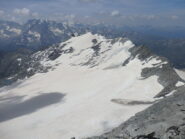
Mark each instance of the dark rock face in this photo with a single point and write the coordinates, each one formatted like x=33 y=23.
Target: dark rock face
x=165 y=120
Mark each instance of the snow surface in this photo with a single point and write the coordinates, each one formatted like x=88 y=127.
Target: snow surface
x=181 y=73
x=86 y=109
x=179 y=84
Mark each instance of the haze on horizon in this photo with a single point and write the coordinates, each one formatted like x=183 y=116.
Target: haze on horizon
x=114 y=12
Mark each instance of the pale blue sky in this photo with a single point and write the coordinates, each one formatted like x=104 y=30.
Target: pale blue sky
x=116 y=12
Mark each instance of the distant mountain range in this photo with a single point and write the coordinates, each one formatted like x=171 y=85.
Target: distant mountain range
x=37 y=34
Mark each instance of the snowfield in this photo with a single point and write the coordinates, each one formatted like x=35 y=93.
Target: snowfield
x=81 y=85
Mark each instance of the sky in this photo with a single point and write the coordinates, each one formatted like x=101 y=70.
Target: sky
x=114 y=12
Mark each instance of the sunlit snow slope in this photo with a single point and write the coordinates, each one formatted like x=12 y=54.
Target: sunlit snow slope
x=87 y=91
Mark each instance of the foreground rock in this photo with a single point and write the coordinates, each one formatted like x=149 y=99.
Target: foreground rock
x=163 y=120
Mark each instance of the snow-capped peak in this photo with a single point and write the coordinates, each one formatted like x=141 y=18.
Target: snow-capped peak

^^^^^^^^^^^^^^^^

_Your goal_
Turn every line of the records above into a JSON list of strings, one string per line, and skip blank lines and the pictures.

_Solution for this problem_
[
  "Mark each instance of the dark rock face in this photo with a single point and write the coordinates, each one formatted like x=33 y=23.",
  "Target: dark rock face",
  "x=165 y=120",
  "Mark each instance of the snow surface in this photo with a single point and write the coordinates, each one formatted like x=88 y=127.",
  "Target: snow surface",
  "x=181 y=73",
  "x=86 y=109",
  "x=179 y=84",
  "Mark each instance of the haze on horizon in this photo with a single point and write the coordinates, each one formatted like x=183 y=116.",
  "Target: haze on horizon",
  "x=114 y=12",
  "Mark each instance of the pale blue sky in this photo with a single point and write the coordinates, each one formatted like x=104 y=30.",
  "Target: pale blue sky",
  "x=116 y=12",
  "Mark each instance of the distant mountain range in this photo with a single point and write the coordinates, each one formatted like x=171 y=85.",
  "Target: distant mountain range",
  "x=37 y=34",
  "Mark each instance of the snowfield in this photo with a single point and write the coordinates, each one formatted like x=35 y=93.",
  "Target: snowfield",
  "x=81 y=85",
  "Mark each instance of the sky in this photo with a single point and write the coordinates, each one formatted like x=101 y=70.",
  "Target: sky",
  "x=114 y=12",
  "Mark each instance of the sunlit snow slope in this photo with a single point and write the coordinates, each one formatted like x=12 y=54.",
  "Target: sunlit snow slope",
  "x=87 y=91",
  "Mark each instance of the foreground rock in this photo with a single point and write the coordinates, each one formatted like x=149 y=99.",
  "Target: foreground rock",
  "x=163 y=120",
  "Mark each instance of the snow-capped peak in this photo with a single point and write the coordinates, each one formatted like x=141 y=18.",
  "Target: snow-capped peak"
]